Search the data for the word "scarf" and copy each line that has it.

DATASET RECORDS START

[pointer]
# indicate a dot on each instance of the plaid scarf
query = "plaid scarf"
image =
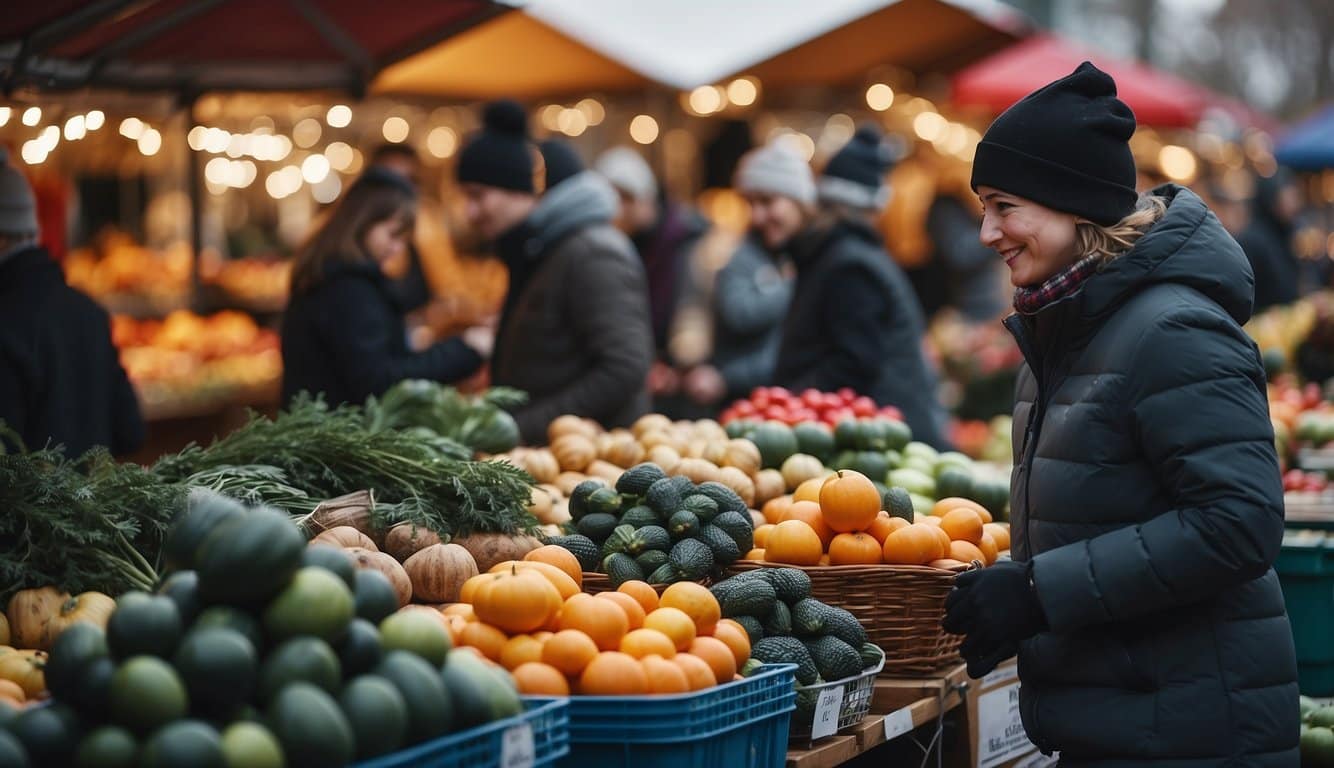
(1030, 300)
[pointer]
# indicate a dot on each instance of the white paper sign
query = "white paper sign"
(1001, 735)
(826, 712)
(516, 747)
(898, 723)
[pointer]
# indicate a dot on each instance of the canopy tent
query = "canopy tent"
(1158, 99)
(1310, 144)
(583, 46)
(200, 46)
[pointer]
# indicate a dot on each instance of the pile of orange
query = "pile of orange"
(838, 520)
(628, 642)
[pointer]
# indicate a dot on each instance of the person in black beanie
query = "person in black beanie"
(574, 330)
(1146, 502)
(854, 320)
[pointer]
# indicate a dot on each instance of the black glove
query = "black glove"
(997, 608)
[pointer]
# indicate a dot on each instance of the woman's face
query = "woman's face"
(1034, 240)
(774, 218)
(387, 240)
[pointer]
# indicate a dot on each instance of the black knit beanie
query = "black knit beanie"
(855, 174)
(1066, 146)
(500, 154)
(562, 160)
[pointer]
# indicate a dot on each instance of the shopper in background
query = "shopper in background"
(60, 376)
(1147, 506)
(753, 294)
(344, 334)
(854, 319)
(574, 331)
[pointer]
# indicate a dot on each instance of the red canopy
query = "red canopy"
(1002, 79)
(222, 44)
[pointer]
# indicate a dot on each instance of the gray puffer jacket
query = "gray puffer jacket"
(1147, 495)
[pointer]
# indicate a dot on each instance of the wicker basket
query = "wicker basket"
(899, 606)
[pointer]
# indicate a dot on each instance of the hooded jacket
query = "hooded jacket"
(1146, 492)
(575, 331)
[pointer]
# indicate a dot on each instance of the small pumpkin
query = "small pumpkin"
(346, 538)
(407, 539)
(91, 607)
(515, 600)
(30, 610)
(439, 571)
(386, 564)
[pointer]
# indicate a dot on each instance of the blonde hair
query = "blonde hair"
(1111, 242)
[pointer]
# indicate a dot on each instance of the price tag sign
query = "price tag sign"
(516, 747)
(898, 723)
(826, 712)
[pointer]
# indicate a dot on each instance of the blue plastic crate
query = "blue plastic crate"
(741, 724)
(480, 747)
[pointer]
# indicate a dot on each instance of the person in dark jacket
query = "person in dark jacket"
(1146, 502)
(1267, 240)
(854, 319)
(60, 376)
(344, 334)
(574, 330)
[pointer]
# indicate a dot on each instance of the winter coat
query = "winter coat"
(346, 338)
(855, 323)
(574, 332)
(750, 302)
(60, 376)
(1146, 492)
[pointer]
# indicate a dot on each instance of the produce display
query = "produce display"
(256, 651)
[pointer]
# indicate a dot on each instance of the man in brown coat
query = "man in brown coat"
(574, 331)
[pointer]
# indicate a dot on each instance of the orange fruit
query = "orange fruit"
(774, 508)
(697, 602)
(484, 638)
(642, 592)
(640, 643)
(614, 674)
(664, 676)
(699, 675)
(962, 524)
(735, 638)
(634, 611)
(717, 655)
(568, 651)
(674, 623)
(915, 544)
(999, 534)
(538, 679)
(520, 650)
(849, 502)
(966, 552)
(603, 620)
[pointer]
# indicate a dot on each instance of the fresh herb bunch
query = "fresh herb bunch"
(83, 524)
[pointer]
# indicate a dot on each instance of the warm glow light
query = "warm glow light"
(742, 92)
(879, 96)
(339, 116)
(339, 155)
(306, 132)
(1177, 163)
(440, 142)
(151, 142)
(643, 128)
(395, 130)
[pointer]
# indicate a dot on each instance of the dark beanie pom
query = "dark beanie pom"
(506, 116)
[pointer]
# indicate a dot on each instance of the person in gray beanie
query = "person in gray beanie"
(60, 376)
(855, 320)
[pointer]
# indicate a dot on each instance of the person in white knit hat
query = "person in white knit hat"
(60, 378)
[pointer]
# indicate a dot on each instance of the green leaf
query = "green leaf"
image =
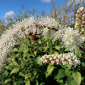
(67, 72)
(39, 42)
(6, 73)
(7, 80)
(61, 74)
(15, 70)
(77, 77)
(15, 49)
(37, 82)
(27, 75)
(27, 82)
(50, 68)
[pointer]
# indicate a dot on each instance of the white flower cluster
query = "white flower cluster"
(9, 38)
(46, 21)
(80, 18)
(64, 59)
(71, 38)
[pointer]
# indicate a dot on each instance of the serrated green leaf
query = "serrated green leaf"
(39, 42)
(15, 49)
(77, 77)
(78, 52)
(37, 82)
(21, 74)
(15, 70)
(61, 74)
(7, 80)
(27, 82)
(50, 68)
(67, 72)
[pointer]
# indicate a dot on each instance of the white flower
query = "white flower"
(71, 38)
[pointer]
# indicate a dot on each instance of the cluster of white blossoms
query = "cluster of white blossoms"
(9, 38)
(64, 59)
(71, 38)
(80, 18)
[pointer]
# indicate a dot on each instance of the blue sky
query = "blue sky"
(15, 5)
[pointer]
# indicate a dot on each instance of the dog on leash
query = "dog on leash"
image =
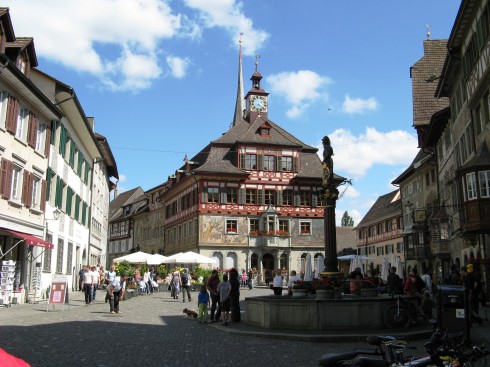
(189, 314)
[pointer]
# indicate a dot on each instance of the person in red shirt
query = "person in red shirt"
(212, 287)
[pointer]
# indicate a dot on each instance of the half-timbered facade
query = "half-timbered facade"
(252, 197)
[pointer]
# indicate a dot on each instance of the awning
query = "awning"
(29, 239)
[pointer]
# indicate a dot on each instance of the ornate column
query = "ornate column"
(330, 196)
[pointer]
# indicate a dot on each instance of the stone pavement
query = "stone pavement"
(151, 330)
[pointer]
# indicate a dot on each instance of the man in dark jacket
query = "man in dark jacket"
(393, 283)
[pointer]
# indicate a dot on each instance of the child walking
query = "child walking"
(224, 289)
(202, 304)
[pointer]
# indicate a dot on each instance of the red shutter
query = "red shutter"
(42, 204)
(7, 183)
(47, 140)
(25, 188)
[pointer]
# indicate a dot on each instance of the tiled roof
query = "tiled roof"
(387, 206)
(121, 200)
(425, 74)
(346, 237)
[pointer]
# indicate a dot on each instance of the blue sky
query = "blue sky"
(160, 77)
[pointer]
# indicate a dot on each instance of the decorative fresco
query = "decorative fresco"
(213, 231)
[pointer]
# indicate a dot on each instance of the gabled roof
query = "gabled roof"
(387, 206)
(123, 199)
(13, 49)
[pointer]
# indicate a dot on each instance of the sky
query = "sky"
(160, 76)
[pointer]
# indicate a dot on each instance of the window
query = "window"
(231, 226)
(231, 195)
(16, 193)
(471, 186)
(286, 164)
(40, 138)
(269, 163)
(47, 255)
(59, 256)
(287, 197)
(3, 108)
(250, 161)
(304, 198)
(304, 228)
(69, 258)
(251, 196)
(22, 120)
(253, 226)
(36, 192)
(283, 227)
(270, 197)
(484, 177)
(213, 195)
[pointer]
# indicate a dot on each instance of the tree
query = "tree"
(347, 220)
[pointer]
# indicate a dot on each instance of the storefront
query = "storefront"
(20, 259)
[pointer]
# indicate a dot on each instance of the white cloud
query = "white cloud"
(178, 66)
(356, 155)
(126, 33)
(300, 89)
(359, 105)
(228, 15)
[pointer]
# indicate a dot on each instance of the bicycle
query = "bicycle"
(402, 313)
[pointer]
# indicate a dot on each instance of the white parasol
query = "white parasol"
(308, 272)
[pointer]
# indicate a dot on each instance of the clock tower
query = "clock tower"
(256, 99)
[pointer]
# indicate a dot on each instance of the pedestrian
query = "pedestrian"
(186, 285)
(212, 286)
(250, 279)
(116, 291)
(235, 296)
(80, 279)
(176, 284)
(355, 283)
(88, 283)
(224, 289)
(394, 283)
(277, 283)
(292, 278)
(96, 281)
(243, 279)
(202, 304)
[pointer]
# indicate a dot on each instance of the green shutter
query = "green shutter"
(260, 162)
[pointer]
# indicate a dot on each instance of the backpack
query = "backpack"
(185, 279)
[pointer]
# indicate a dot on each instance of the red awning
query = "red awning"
(29, 239)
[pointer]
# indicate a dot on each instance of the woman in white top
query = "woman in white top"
(277, 283)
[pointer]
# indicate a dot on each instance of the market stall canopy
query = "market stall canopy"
(139, 257)
(354, 257)
(189, 257)
(155, 259)
(29, 239)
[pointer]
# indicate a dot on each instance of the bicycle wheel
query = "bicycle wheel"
(396, 317)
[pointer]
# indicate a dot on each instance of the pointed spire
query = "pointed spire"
(239, 106)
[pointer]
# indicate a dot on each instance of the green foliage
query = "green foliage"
(125, 268)
(347, 220)
(201, 272)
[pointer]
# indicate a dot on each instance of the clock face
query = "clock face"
(259, 103)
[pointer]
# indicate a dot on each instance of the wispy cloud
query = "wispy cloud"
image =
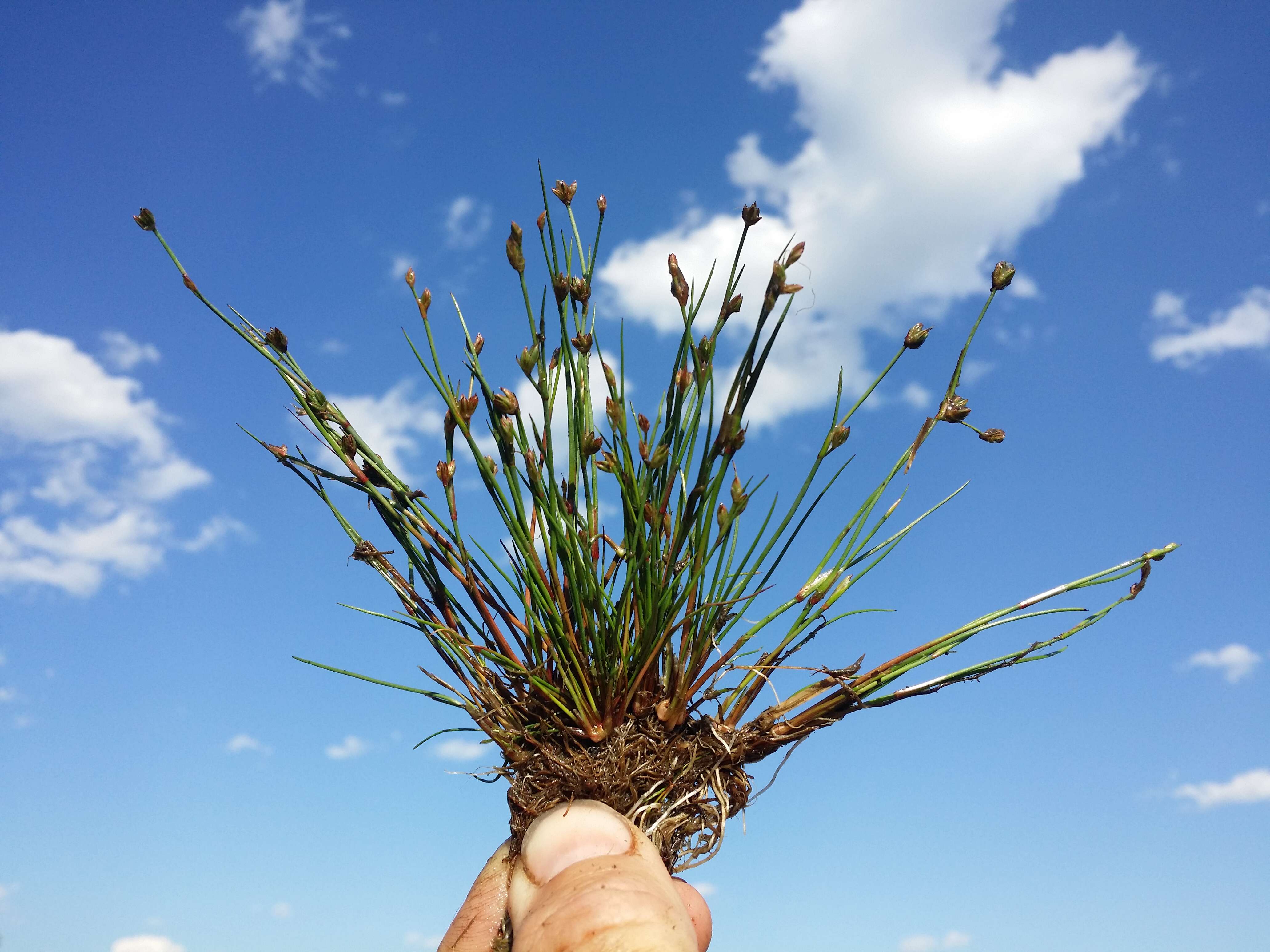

DATASET RECORDS END

● **RESULT OF THIS EXERCISE**:
# indicate a dot on each instance of the plaid scarf
query = "plaid scarf"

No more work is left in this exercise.